Segment Start: Provided passage
Health-Points: Friday 5.1.09
- Paulie walnuts was onto something. Presented at the American Association for Cancer Research's annual meeting, a new study in claims women eating a handful for walnuts each day have a significantly lower risk of breast cancer. Experts link the walnuts omega-3 fatty acids, antioxidants and phytosterols for slower cancer growth; Reuters reports.
- Speaking of breast cancer, upcoming research in the International Journal of Cancer suggests lifetime exercise reduces death risk from breast cancer. Data on over 1,200 women with breast cancer exercising 4 hours per week over 8.3 years were 44% less likely to die from breast cancer; from Reuters.
- Lifestyle is also being tied to diabetes. New research in the Archives of Internal Medicine reveals lifestyle factors such as physical activity, diet, smoking and alcohol consumption are independently linked with the incidence of diabetes. For the study, 4,883 men and women, ages 65 and older, eating a good diet and exercising had 46% less risk of diabetes and not smoking and drinking contributed to an 82% lower risk; HealthDay News explains.
- And earlier this year, a study published in the journal Arthritis & Rheumatism claims stronger quadriceps, i.e. your thigh muscles, protects against cartilage loss in the knee, contributing to arthritis. The study involved 265 patients with knee osteoarthritis and those with the highest quadriceps strength had less knee pain and better physical function than people with weaker quads; Med Page Today reports.
Segment End: Provided passage
> [What to work on]
- 1) Update the part of the health news roundup that opens with the words containing "Health-Points: Friday 5.1.09" and closes with "cancer; from Reuters.", putting "lifelong" in place of "lifetime".
- 2) Go on with the health news roundup, starting after its final item.
Segment Start: Supplied data
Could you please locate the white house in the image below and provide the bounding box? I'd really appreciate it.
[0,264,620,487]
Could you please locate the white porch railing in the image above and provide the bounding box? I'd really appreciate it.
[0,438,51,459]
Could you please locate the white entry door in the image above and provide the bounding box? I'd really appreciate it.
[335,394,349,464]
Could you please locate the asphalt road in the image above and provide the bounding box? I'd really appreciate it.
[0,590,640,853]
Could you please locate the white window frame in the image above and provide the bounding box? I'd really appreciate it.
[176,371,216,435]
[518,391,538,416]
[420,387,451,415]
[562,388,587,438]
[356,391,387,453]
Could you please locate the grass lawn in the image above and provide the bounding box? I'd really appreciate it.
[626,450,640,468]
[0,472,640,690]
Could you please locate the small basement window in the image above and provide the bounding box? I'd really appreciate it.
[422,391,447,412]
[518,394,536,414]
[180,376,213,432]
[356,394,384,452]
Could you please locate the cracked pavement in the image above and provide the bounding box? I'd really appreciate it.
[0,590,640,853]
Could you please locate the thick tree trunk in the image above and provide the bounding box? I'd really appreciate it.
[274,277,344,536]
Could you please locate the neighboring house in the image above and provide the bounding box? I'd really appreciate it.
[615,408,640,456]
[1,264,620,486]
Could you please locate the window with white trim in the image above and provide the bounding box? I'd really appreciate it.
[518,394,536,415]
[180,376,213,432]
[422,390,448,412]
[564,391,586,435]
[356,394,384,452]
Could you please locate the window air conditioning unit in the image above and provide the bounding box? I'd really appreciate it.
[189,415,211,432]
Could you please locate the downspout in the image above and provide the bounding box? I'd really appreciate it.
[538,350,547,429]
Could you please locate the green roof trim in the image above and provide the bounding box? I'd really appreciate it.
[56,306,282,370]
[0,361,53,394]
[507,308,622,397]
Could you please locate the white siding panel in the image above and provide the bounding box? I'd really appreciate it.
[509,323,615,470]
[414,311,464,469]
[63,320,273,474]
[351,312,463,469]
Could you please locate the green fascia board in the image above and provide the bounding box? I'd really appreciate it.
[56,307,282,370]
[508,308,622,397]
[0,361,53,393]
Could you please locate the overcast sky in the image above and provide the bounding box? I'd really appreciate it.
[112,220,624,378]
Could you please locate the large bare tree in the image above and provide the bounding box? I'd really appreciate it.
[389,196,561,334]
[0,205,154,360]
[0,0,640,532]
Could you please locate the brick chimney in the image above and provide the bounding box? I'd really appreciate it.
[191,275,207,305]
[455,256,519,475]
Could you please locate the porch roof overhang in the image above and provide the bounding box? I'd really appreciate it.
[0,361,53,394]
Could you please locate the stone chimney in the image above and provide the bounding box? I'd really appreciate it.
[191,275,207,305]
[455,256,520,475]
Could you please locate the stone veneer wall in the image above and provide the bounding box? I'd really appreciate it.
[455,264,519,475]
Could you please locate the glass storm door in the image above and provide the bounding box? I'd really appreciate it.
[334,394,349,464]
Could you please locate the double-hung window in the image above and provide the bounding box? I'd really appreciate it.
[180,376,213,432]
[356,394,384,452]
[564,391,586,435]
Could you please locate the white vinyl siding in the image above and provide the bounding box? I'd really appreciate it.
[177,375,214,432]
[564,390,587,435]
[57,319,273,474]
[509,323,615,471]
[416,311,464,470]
Segment End: Supplied data
> [Per-task answers]
- 1)
Health-Points: Friday 5.1.09
- Paulie walnuts was onto something. Presented at the American Association for Cancer Research's annual meeting, a new study in claims women eating a handful for walnuts each day have a significantly lower risk of breast cancer. Experts link the walnuts omega-3 fatty acids, antioxidants and phytosterols for slower cancer growth; Reuters reports.
- Speaking of breast cancer, upcoming research in the International Journal of Cancer suggests lifelong exercise reduces death risk from breast cancer. Data on over 1,200 women with breast cancer exercising 4 hours per week over 8.3 years were 44% less likely to die from breast cancer; from Reuters.

- 2)
- As for asthma, findings in the American Journal of Respiratory and Critical Care Medicine show inadequate levels of vitamin D maybe associated with asthma severity and allergies. Scientists examined 616 children, ages 6 to 14 years, discovering sufficient vitamin D was inversely related to inflammation leading to asthma; via Booster Shots.
- Here’s an unsightly side effect of obesity. Discussed during the Annual Scientific Meeting of the American Urological Association, experts link morbid obesity with higher risk of urinary tract infections (UTI). After evaluated nearly 100,000 insurance claims over a 5 year period, analysts learned greater BMI boasted the odds of being diagnosed with UTI; News Wise investigates.